• AIM: Copy out every line of the records from the line containing "of the pedestrian" through the end of the records, inclusive. Move each point coordinate in the answers by adding 6 to it.

• TASK INPUT:
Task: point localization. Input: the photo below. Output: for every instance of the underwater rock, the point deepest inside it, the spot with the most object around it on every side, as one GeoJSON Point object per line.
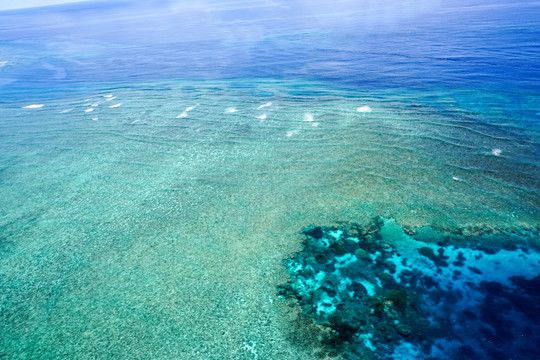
{"type": "Point", "coordinates": [384, 292]}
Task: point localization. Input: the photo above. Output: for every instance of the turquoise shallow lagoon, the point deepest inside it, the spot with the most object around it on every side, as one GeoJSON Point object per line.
{"type": "Point", "coordinates": [152, 220]}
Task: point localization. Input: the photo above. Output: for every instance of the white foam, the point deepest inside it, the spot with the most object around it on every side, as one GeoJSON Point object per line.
{"type": "Point", "coordinates": [364, 109]}
{"type": "Point", "coordinates": [308, 117]}
{"type": "Point", "coordinates": [33, 106]}
{"type": "Point", "coordinates": [264, 105]}
{"type": "Point", "coordinates": [291, 133]}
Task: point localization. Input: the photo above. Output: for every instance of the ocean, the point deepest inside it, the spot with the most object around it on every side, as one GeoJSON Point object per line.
{"type": "Point", "coordinates": [270, 180]}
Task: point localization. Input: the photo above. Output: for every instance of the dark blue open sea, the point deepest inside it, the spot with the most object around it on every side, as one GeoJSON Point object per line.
{"type": "Point", "coordinates": [270, 179]}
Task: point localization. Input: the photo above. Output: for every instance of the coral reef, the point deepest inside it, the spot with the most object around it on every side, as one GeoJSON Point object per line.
{"type": "Point", "coordinates": [386, 294]}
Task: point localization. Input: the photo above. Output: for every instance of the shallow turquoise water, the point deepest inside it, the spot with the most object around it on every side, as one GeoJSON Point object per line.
{"type": "Point", "coordinates": [139, 231]}
{"type": "Point", "coordinates": [160, 159]}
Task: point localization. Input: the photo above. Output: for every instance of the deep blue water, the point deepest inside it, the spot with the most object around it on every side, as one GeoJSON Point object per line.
{"type": "Point", "coordinates": [159, 160]}
{"type": "Point", "coordinates": [366, 45]}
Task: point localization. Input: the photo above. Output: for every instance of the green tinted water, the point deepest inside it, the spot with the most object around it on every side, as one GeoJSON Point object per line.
{"type": "Point", "coordinates": [128, 232]}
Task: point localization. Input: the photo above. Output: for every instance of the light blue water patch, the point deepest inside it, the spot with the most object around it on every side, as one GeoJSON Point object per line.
{"type": "Point", "coordinates": [418, 300]}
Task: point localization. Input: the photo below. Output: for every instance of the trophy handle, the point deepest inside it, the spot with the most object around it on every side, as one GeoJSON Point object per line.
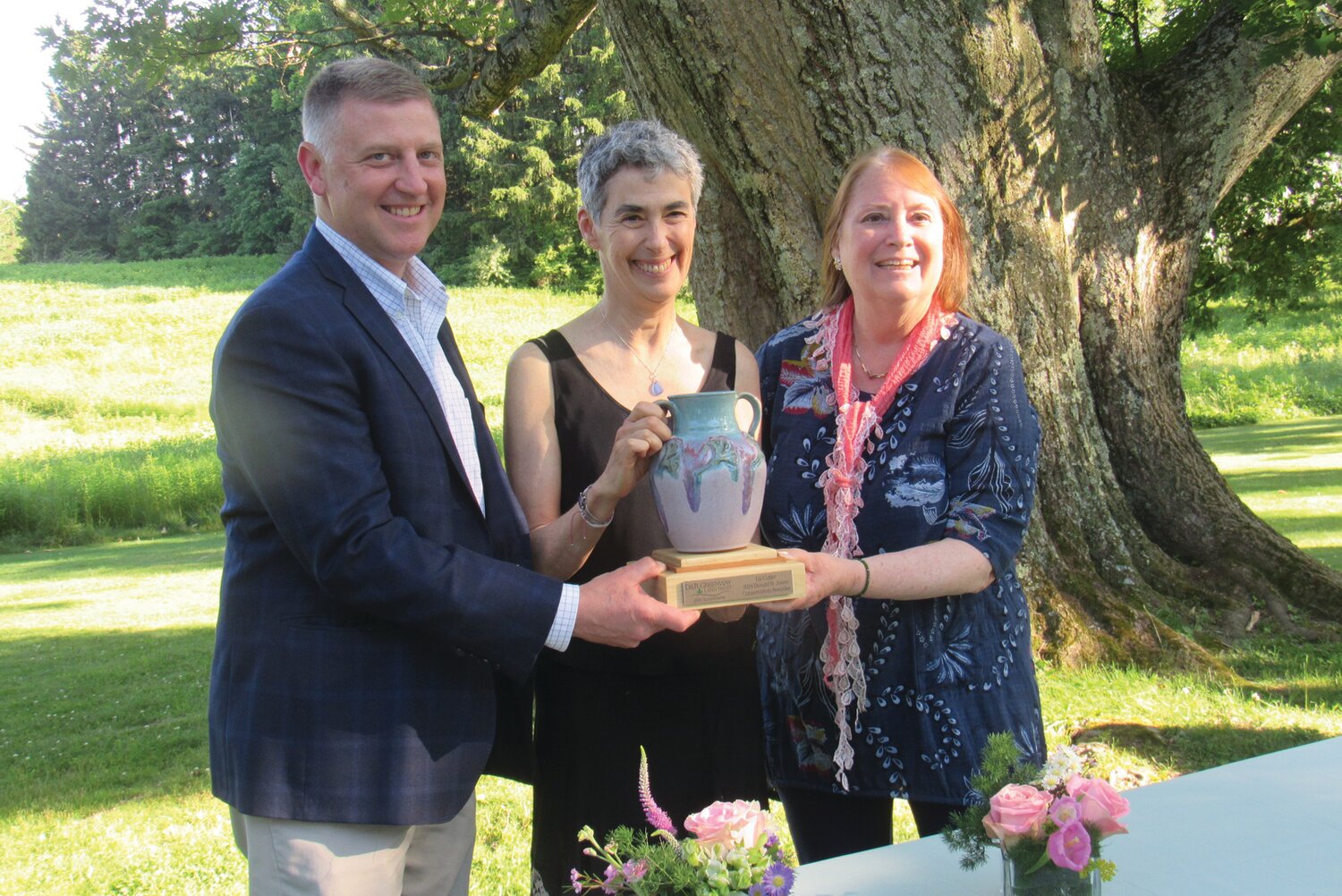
{"type": "Point", "coordinates": [754, 412]}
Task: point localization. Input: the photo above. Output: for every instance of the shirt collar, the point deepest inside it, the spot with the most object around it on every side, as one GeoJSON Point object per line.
{"type": "Point", "coordinates": [388, 289]}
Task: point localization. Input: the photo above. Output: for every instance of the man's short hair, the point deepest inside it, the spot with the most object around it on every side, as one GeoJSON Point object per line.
{"type": "Point", "coordinates": [365, 78]}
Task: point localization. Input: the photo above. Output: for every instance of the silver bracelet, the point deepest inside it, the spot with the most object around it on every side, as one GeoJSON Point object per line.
{"type": "Point", "coordinates": [587, 514]}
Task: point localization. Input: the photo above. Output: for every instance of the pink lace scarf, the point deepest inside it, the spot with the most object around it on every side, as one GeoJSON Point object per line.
{"type": "Point", "coordinates": [856, 424]}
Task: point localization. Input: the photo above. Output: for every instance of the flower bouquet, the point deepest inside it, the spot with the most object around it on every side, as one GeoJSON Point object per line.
{"type": "Point", "coordinates": [1049, 829]}
{"type": "Point", "coordinates": [735, 850]}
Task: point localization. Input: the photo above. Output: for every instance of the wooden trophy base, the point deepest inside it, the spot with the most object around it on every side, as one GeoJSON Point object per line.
{"type": "Point", "coordinates": [751, 574]}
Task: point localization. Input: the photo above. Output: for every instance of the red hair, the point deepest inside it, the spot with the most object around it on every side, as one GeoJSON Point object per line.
{"type": "Point", "coordinates": [955, 275]}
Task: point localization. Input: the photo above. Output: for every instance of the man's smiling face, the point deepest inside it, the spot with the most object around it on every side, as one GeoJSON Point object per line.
{"type": "Point", "coordinates": [380, 184]}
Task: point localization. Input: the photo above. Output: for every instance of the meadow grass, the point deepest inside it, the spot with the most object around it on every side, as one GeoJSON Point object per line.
{"type": "Point", "coordinates": [104, 765]}
{"type": "Point", "coordinates": [105, 648]}
{"type": "Point", "coordinates": [1290, 474]}
{"type": "Point", "coordinates": [1285, 368]}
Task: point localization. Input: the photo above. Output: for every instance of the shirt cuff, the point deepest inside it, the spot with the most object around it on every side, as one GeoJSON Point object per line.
{"type": "Point", "coordinates": [565, 617]}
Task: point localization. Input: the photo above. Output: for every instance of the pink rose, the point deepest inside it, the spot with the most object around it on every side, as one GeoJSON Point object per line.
{"type": "Point", "coordinates": [1100, 805]}
{"type": "Point", "coordinates": [1015, 812]}
{"type": "Point", "coordinates": [730, 824]}
{"type": "Point", "coordinates": [1068, 847]}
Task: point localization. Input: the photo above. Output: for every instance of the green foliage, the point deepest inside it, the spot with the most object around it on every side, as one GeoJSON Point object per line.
{"type": "Point", "coordinates": [1277, 236]}
{"type": "Point", "coordinates": [174, 125]}
{"type": "Point", "coordinates": [10, 241]}
{"type": "Point", "coordinates": [998, 767]}
{"type": "Point", "coordinates": [72, 496]}
{"type": "Point", "coordinates": [1258, 370]}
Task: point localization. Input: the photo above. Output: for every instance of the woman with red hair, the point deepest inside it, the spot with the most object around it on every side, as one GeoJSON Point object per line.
{"type": "Point", "coordinates": [902, 458]}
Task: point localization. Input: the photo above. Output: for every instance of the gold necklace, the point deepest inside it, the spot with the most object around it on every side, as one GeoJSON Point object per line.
{"type": "Point", "coordinates": [654, 386]}
{"type": "Point", "coordinates": [861, 364]}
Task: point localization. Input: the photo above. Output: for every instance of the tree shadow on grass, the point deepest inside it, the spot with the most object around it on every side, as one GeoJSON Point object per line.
{"type": "Point", "coordinates": [96, 719]}
{"type": "Point", "coordinates": [1296, 480]}
{"type": "Point", "coordinates": [123, 558]}
{"type": "Point", "coordinates": [1186, 748]}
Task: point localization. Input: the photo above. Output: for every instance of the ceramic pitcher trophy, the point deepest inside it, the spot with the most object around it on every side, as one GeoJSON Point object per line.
{"type": "Point", "coordinates": [708, 483]}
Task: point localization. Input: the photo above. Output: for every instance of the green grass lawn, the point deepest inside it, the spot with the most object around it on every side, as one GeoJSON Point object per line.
{"type": "Point", "coordinates": [1290, 474]}
{"type": "Point", "coordinates": [1285, 368]}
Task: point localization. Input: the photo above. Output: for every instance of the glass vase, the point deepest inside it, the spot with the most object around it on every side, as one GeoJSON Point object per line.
{"type": "Point", "coordinates": [1047, 880]}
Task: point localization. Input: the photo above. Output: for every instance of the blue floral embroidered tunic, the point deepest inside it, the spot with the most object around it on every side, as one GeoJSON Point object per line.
{"type": "Point", "coordinates": [956, 459]}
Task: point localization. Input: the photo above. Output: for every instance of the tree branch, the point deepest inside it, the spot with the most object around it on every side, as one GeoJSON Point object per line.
{"type": "Point", "coordinates": [1223, 101]}
{"type": "Point", "coordinates": [541, 31]}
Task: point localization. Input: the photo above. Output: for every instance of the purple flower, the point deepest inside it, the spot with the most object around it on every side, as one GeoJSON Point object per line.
{"type": "Point", "coordinates": [1068, 847]}
{"type": "Point", "coordinates": [651, 810]}
{"type": "Point", "coordinates": [777, 880]}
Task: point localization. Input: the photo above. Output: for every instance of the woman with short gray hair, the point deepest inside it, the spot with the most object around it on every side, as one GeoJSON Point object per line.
{"type": "Point", "coordinates": [580, 431]}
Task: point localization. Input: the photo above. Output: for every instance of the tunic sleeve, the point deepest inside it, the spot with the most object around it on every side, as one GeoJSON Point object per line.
{"type": "Point", "coordinates": [992, 455]}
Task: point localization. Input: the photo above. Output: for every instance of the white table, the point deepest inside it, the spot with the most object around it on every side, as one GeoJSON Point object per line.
{"type": "Point", "coordinates": [1255, 828]}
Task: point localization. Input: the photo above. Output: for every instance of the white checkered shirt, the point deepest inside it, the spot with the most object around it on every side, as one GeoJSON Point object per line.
{"type": "Point", "coordinates": [418, 306]}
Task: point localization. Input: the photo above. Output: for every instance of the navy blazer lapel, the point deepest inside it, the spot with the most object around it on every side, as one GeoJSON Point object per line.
{"type": "Point", "coordinates": [380, 327]}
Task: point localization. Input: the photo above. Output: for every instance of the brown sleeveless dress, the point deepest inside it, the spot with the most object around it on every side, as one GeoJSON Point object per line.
{"type": "Point", "coordinates": [690, 699]}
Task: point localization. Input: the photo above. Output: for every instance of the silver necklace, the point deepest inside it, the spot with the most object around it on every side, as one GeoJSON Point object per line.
{"type": "Point", "coordinates": [654, 386]}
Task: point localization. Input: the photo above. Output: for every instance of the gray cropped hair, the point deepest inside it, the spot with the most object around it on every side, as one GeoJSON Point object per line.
{"type": "Point", "coordinates": [643, 144]}
{"type": "Point", "coordinates": [367, 78]}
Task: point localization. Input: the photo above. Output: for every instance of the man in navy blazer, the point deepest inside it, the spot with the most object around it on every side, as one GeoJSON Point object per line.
{"type": "Point", "coordinates": [376, 573]}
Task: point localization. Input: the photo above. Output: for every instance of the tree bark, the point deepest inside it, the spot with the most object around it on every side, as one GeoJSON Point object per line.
{"type": "Point", "coordinates": [1086, 196]}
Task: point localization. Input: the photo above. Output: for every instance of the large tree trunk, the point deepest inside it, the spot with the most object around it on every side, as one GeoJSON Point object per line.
{"type": "Point", "coordinates": [1084, 199]}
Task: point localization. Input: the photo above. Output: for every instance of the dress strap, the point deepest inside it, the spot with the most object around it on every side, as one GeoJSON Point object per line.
{"type": "Point", "coordinates": [725, 359]}
{"type": "Point", "coordinates": [553, 346]}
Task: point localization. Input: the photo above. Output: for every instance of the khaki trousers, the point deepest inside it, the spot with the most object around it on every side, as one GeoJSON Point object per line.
{"type": "Point", "coordinates": [319, 858]}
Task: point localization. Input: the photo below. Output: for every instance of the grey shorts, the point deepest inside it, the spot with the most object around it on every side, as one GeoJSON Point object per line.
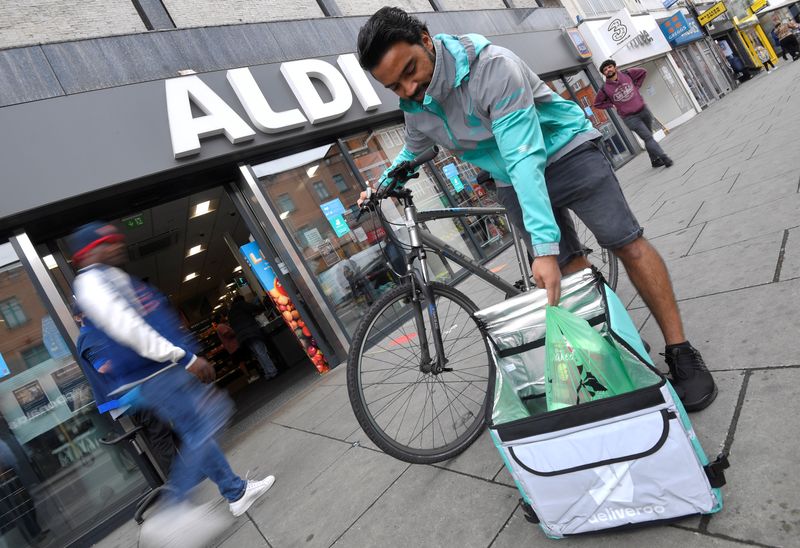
{"type": "Point", "coordinates": [584, 182]}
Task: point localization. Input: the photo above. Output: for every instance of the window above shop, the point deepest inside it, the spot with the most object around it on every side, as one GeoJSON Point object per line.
{"type": "Point", "coordinates": [341, 184]}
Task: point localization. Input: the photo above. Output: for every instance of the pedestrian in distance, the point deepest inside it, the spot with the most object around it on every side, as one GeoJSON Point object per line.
{"type": "Point", "coordinates": [149, 351]}
{"type": "Point", "coordinates": [485, 105]}
{"type": "Point", "coordinates": [763, 56]}
{"type": "Point", "coordinates": [621, 91]}
{"type": "Point", "coordinates": [241, 317]}
{"type": "Point", "coordinates": [784, 31]}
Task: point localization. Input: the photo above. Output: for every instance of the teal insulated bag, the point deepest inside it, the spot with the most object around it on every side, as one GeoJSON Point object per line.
{"type": "Point", "coordinates": [592, 433]}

• RESPONSE TO THE EXERCISE:
Task: point localization. Input: the photo above. Output: for every instance of the pedestrian in distance, the point deepest inside it, the spot with the most object around it on every side, as one GeoJSON Point object per line.
{"type": "Point", "coordinates": [155, 357]}
{"type": "Point", "coordinates": [491, 111]}
{"type": "Point", "coordinates": [769, 62]}
{"type": "Point", "coordinates": [627, 97]}
{"type": "Point", "coordinates": [247, 323]}
{"type": "Point", "coordinates": [790, 37]}
Task: point localization. Input: the photo above. Output: for every instance of the teal insulated bag, the point deepest inside it, the spot with the most object around it on every side, as one GeoJSON Point object per line.
{"type": "Point", "coordinates": [598, 439]}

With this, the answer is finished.